Excerpted text:
_ _ _ _ _ _ _

Nonfiction

Sep 21, 2021 13:26

Bathsheba Demuth, Floating Coast: History of the peoples and animals in the Arctic area claimed by Russia and the US via Alaska. There’s a lot of slaughter as both Soviet and capitalist ideas about what whales etc. were for left very little room for relations that were reciprocal and extending indefinitely.

Jared Farmer, Trees in Paradise: A California History: Equally mocking of liberal pretensions and conservative indifference to the environment, Farmer traces the history of California via trees-eucalyptus, palm, oranges, redwoods. They’re interesting stories, and some of the sharpest moments come when people import the language of “immigration” to defend or attack certain trees. As he points out, though, the great exclusionist racists of the 19th and 20th centuries were often the most excited to import trees they thought would be good for the economy, so the analogy was never coherent.

Eric L. Goldstein, The Price of Whiteness: Jews, Race, and American Identity: Interesting history of post-Civil-War-to-present American Jewish ideas about race, and alternatives to racial categorizations, as applied to Jews themselves. Understandably focuses more on Jews who fought against racism generally, but does discuss the racism that many endorsed in order to distinguish themselves from Blacks. Jews were both drawn to the benefits of whiteness and pushed towards it by the larger white society: “In many ways it was native-born whites, bent on preserving a stable and optimistic vision of their national culture, who had the greatest stake in seeing Jews take on the role of white Americans.”

The book traces the fraught ideas of a Jewish “nation” which came to sound disloyal; by the 1870s “religion” appeared as a more acceptable substitute, but then came to be problematic too, so more Jews adopted the idea of a Jewish “race” to allow them to express the desire for a distinct identity without unwanted political connotations. Obviously that also didn’t work out so well. Perhaps less obviously to us now, race language expressed something about the social dimension of Jewishness just as Jewish social distinctiveness from other non-Blacks was decreasing, although such language did allow Jews to maintain a connection to persecution even as their economic and social power increased.

Meanwhile, post-Reconstruction hardening of racial lines made Jews increasingly troubling as liminal whites. Many Jews tried to manage this by claiming unqualified whiteness, often by distinguishing themselves from Blacks, with the lynching of Leo Frank a stark reminder of what could happen to racially compromised Jews.

Eastern European Jewish immigrants may have resisted whiteness more, in part because they had more urban experience/skills when they arrived, and rarely competed for jobs with Blacks in ways that other immigrants did. With their status in doubt, early 20th-century Jews hotly debated whether Jews were a race or a religious denomination. “[R]ace ceased to serve as a successful vehicle to set limits on assimilation and to assert Jewish contributions to American life…. Instead, due to white America’s emergent obsession with shoring up its racial boundaries, Jewish racial particularity had become either the basis for anti-Jewish prejudice or a rationale for urging the ‘fusion’ of Jews with non-Jewish society. Zionists “saw race as an essential building block of Jewish nationhood,” but were wary of “casting Jews in the role of racial outsiders and, as a result, often tried to downplay the physical dimensions of race while stressing its spiritual and psychological aspects.” That didn’t work so well. One result: a new focus on intermarriage, including in popular culture, which often framed exogamy as “indispesable to the building of the American nation.” Focusing on religion instead of race offered the prospect of opposing intermarriage without resisting assimilation.

_ _ _ _ _ _ _

Excerpts from a detection dataset:

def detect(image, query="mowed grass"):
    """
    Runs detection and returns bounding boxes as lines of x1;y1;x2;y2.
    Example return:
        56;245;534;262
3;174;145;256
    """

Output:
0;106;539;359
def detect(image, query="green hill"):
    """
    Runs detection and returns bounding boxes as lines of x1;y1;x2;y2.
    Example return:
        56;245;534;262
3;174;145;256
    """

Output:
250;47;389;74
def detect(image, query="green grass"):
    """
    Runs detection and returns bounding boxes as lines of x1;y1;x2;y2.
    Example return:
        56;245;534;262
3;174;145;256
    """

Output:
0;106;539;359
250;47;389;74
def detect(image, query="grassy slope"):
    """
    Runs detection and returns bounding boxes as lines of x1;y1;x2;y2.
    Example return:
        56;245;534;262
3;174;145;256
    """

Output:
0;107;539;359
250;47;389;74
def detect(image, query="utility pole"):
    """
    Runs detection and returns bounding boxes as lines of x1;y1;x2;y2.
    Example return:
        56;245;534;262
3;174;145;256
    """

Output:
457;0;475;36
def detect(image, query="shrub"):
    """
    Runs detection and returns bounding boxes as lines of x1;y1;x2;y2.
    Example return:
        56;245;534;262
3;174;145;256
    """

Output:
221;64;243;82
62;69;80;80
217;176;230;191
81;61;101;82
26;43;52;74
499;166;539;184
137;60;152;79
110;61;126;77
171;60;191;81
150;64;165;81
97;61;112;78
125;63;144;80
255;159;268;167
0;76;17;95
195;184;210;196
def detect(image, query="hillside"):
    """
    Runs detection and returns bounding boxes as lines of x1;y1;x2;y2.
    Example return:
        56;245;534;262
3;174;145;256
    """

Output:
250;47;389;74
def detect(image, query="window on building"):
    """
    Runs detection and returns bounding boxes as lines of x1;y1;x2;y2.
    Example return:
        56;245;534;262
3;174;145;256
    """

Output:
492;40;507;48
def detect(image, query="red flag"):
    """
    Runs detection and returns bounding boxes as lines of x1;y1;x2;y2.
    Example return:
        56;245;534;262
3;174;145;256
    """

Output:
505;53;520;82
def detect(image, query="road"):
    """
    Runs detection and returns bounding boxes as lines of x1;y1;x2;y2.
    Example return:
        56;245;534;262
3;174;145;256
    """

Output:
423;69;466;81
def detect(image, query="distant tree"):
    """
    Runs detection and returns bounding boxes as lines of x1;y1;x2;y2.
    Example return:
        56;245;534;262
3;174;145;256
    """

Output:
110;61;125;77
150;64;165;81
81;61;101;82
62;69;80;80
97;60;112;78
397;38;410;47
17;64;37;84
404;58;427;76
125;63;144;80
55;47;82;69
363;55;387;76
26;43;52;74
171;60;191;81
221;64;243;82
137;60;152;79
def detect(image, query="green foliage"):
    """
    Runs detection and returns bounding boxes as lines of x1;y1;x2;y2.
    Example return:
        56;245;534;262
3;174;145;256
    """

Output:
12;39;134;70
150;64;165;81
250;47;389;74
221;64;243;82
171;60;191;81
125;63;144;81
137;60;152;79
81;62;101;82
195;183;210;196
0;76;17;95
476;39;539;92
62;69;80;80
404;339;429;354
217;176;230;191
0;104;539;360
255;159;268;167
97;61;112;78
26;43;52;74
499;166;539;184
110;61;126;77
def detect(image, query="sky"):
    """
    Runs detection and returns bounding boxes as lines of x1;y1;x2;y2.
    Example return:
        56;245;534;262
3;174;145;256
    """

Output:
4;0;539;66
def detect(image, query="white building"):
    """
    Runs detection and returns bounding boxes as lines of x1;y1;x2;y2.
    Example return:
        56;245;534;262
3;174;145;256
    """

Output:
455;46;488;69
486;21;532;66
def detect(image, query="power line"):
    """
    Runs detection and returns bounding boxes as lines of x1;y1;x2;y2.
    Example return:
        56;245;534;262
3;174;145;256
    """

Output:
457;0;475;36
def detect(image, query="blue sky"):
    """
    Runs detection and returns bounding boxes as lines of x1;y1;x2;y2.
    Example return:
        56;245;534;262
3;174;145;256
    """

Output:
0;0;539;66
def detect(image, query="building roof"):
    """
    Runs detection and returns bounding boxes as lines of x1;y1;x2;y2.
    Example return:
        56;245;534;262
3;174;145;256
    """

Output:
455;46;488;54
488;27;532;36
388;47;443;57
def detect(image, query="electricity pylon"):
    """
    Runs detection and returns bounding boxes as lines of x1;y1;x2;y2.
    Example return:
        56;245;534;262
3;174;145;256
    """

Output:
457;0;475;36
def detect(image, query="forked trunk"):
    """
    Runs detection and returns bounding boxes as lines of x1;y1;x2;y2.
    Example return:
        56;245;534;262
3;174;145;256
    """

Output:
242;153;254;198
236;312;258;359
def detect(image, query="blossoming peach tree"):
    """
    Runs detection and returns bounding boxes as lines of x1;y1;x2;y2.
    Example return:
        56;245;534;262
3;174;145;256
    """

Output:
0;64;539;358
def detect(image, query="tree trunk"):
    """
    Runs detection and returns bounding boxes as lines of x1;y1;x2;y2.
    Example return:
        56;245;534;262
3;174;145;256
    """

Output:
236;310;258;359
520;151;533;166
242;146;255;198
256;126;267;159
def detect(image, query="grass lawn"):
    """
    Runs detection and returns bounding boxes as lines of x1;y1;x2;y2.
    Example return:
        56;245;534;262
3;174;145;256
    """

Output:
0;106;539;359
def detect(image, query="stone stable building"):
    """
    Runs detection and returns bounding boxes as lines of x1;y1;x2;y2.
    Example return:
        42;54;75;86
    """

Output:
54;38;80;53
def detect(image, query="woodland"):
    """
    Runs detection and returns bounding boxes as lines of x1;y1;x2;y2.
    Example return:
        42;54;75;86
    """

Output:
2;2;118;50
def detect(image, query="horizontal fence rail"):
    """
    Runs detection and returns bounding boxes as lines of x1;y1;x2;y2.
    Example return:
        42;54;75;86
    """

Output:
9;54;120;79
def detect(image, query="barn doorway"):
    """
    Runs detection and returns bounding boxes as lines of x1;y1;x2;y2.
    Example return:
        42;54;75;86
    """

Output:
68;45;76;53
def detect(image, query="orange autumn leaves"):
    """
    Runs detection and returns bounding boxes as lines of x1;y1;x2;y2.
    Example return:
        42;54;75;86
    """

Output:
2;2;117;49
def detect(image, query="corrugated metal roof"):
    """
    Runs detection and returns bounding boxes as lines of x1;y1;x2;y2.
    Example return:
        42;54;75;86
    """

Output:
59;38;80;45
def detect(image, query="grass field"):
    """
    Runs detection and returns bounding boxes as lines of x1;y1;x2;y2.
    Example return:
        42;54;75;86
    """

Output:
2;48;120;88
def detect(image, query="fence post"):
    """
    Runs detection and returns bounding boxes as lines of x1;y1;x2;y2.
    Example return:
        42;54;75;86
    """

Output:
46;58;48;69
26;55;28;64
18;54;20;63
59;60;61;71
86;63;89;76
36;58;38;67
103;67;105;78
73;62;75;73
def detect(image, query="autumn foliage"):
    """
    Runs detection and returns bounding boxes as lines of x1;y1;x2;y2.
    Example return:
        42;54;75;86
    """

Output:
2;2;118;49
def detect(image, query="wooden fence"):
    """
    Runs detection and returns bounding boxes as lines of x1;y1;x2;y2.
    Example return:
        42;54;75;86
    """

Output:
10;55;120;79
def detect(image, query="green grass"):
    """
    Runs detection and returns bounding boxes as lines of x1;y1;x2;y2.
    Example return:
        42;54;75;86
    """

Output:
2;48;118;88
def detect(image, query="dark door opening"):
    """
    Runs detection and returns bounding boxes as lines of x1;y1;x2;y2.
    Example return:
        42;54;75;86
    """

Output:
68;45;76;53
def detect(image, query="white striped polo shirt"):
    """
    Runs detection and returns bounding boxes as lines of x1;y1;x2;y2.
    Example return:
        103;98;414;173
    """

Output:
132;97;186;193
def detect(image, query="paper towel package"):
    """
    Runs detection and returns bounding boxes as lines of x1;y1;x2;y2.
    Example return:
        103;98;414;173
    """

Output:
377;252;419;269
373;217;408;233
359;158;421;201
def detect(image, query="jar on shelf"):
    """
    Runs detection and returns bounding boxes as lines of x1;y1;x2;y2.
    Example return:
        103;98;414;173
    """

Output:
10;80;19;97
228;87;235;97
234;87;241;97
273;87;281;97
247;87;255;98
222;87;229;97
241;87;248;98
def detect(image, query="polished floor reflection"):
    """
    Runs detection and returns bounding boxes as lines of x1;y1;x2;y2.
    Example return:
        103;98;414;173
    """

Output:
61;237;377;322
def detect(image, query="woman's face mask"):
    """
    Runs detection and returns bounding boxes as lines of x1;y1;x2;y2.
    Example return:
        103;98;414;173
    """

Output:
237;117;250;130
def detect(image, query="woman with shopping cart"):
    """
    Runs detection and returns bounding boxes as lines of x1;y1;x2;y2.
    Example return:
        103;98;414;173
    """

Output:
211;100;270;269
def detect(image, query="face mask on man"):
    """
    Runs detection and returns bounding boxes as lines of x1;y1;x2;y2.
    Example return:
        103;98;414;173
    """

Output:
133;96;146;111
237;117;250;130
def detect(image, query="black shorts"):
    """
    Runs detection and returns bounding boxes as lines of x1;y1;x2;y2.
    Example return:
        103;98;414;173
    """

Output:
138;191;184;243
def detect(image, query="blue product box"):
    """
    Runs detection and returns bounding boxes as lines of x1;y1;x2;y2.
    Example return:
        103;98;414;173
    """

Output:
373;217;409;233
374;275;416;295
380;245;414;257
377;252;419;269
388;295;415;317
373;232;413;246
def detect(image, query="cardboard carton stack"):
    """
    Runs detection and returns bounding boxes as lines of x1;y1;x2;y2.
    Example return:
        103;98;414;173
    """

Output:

_ _ _ _ _ _ _

Challenge:
According to the book notes, which term appeared by the 1870s as a more acceptable substitute for the idea of a Jewish "nation"?

Answer to the exercise:
"Religion."